(Rows from a pointing dataset)
• • •
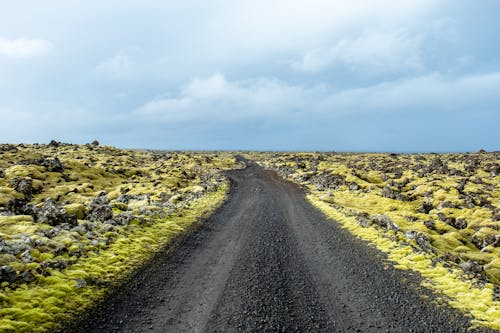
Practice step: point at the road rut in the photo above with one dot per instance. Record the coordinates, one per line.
(268, 261)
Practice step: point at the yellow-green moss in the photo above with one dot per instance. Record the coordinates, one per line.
(460, 293)
(55, 299)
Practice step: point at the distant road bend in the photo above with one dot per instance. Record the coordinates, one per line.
(268, 261)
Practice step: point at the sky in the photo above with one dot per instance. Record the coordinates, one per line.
(386, 75)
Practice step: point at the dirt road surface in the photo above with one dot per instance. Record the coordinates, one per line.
(267, 261)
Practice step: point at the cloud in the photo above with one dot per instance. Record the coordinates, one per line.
(216, 100)
(372, 51)
(120, 64)
(24, 47)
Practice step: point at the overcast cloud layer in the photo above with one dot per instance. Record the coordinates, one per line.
(388, 75)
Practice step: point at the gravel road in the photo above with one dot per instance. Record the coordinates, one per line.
(267, 261)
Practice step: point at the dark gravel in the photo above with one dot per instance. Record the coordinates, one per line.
(268, 261)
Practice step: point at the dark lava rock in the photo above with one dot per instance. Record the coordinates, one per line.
(20, 207)
(385, 222)
(54, 143)
(456, 223)
(52, 165)
(7, 274)
(26, 276)
(481, 241)
(430, 224)
(52, 214)
(23, 186)
(425, 208)
(471, 267)
(100, 210)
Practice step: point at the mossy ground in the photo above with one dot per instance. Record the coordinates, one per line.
(460, 224)
(72, 266)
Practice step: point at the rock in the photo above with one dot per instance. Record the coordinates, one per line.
(78, 210)
(445, 204)
(482, 240)
(363, 221)
(425, 243)
(54, 165)
(23, 186)
(385, 222)
(26, 277)
(54, 215)
(100, 213)
(20, 207)
(123, 218)
(425, 208)
(456, 223)
(451, 257)
(80, 283)
(100, 210)
(7, 274)
(471, 267)
(430, 224)
(54, 143)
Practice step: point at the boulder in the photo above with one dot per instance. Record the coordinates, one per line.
(7, 274)
(23, 186)
(100, 210)
(53, 214)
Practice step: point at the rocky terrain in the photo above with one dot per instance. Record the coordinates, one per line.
(269, 261)
(76, 218)
(441, 207)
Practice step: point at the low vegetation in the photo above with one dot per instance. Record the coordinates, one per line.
(77, 219)
(438, 214)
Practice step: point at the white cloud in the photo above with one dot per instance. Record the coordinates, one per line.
(24, 47)
(121, 63)
(217, 100)
(372, 51)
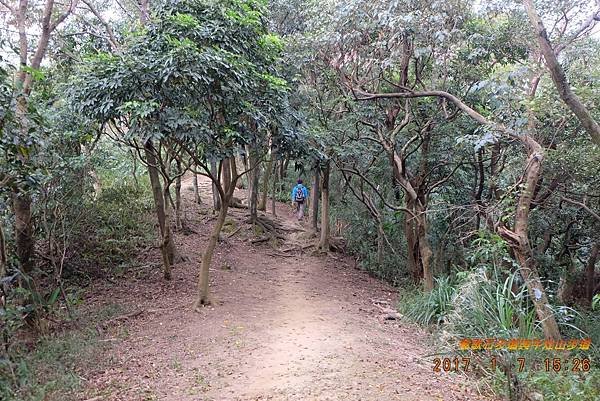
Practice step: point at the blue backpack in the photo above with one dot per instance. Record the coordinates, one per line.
(299, 194)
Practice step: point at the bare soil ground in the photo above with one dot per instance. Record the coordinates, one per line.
(300, 327)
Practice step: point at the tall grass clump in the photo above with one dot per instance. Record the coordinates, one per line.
(488, 300)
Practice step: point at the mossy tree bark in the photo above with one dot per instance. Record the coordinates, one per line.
(314, 213)
(225, 199)
(167, 244)
(324, 239)
(265, 187)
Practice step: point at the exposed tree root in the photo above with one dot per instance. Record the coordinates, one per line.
(101, 327)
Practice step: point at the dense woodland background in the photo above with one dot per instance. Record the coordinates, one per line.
(453, 147)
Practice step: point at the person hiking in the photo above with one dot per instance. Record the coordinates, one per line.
(299, 197)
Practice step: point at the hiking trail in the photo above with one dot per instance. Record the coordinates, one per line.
(281, 327)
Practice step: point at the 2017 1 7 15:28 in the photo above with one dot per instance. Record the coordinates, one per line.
(556, 364)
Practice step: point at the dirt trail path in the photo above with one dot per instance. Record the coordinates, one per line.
(281, 328)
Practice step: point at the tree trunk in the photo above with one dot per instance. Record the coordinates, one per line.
(216, 198)
(380, 243)
(197, 198)
(24, 241)
(265, 188)
(519, 241)
(424, 249)
(590, 270)
(3, 258)
(324, 240)
(274, 191)
(226, 174)
(178, 221)
(412, 246)
(203, 290)
(314, 213)
(167, 244)
(253, 183)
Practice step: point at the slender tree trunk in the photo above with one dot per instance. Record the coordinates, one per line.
(203, 290)
(197, 198)
(178, 221)
(519, 241)
(214, 170)
(3, 258)
(274, 191)
(380, 243)
(24, 241)
(424, 249)
(167, 245)
(324, 241)
(412, 246)
(226, 174)
(265, 188)
(590, 270)
(253, 181)
(314, 213)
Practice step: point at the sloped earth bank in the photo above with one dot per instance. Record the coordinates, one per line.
(295, 327)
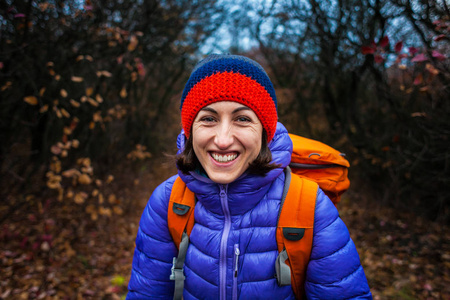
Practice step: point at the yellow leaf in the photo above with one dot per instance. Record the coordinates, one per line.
(80, 197)
(58, 113)
(65, 113)
(74, 103)
(89, 91)
(7, 85)
(112, 199)
(77, 79)
(84, 179)
(109, 179)
(118, 210)
(92, 102)
(32, 100)
(75, 143)
(43, 108)
(133, 43)
(69, 194)
(90, 209)
(123, 93)
(71, 173)
(97, 117)
(60, 194)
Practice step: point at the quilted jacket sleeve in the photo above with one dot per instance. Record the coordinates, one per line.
(334, 270)
(154, 250)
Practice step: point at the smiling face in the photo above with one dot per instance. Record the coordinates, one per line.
(226, 138)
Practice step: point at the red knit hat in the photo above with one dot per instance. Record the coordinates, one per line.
(229, 78)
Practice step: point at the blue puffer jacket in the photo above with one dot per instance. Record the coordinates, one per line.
(233, 247)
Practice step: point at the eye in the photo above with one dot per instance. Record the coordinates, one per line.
(243, 119)
(207, 119)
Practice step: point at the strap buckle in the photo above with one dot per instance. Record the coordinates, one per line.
(176, 273)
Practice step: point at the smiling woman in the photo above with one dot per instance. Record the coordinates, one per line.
(232, 158)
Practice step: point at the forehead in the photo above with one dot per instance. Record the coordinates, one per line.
(226, 106)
• • •
All lines from the one containing "Practice step: point at the quilted" through the end of the records, both ends included, are to be quoted exactly; please add nothing else.

▶ Result of this task:
Practice step: point at the quilted jacket sleeve in the photo above with one dot per instance. Record the coordinates, one per line.
(334, 270)
(154, 250)
Practice step: point at the smiling face in the photo above with one dot per instance. Record the coordinates, one per line.
(226, 138)
Practice step: point at the red knit hat in the photo above with one dot per instance. Record the coordinates, one per line.
(229, 78)
Practice step: point at the blue puffer jacket in the photo above with one dot per instance. Record the coordinates, one per line.
(233, 247)
Practice step: point at the eye in the photo above with one dot per instance. Record the coordinates, one per line.
(243, 119)
(207, 119)
Practice step: point at the strap buckle in the photo above with one dot per instance. Record the coordinates, one per line.
(176, 273)
Practice step: point at the smiling woman in the photo above with one dot per instance. Record the coordinates, one per line.
(232, 158)
Practice step: point at the forehead in the photo above with one dot per instance. Record the coordinates, one per line.
(226, 106)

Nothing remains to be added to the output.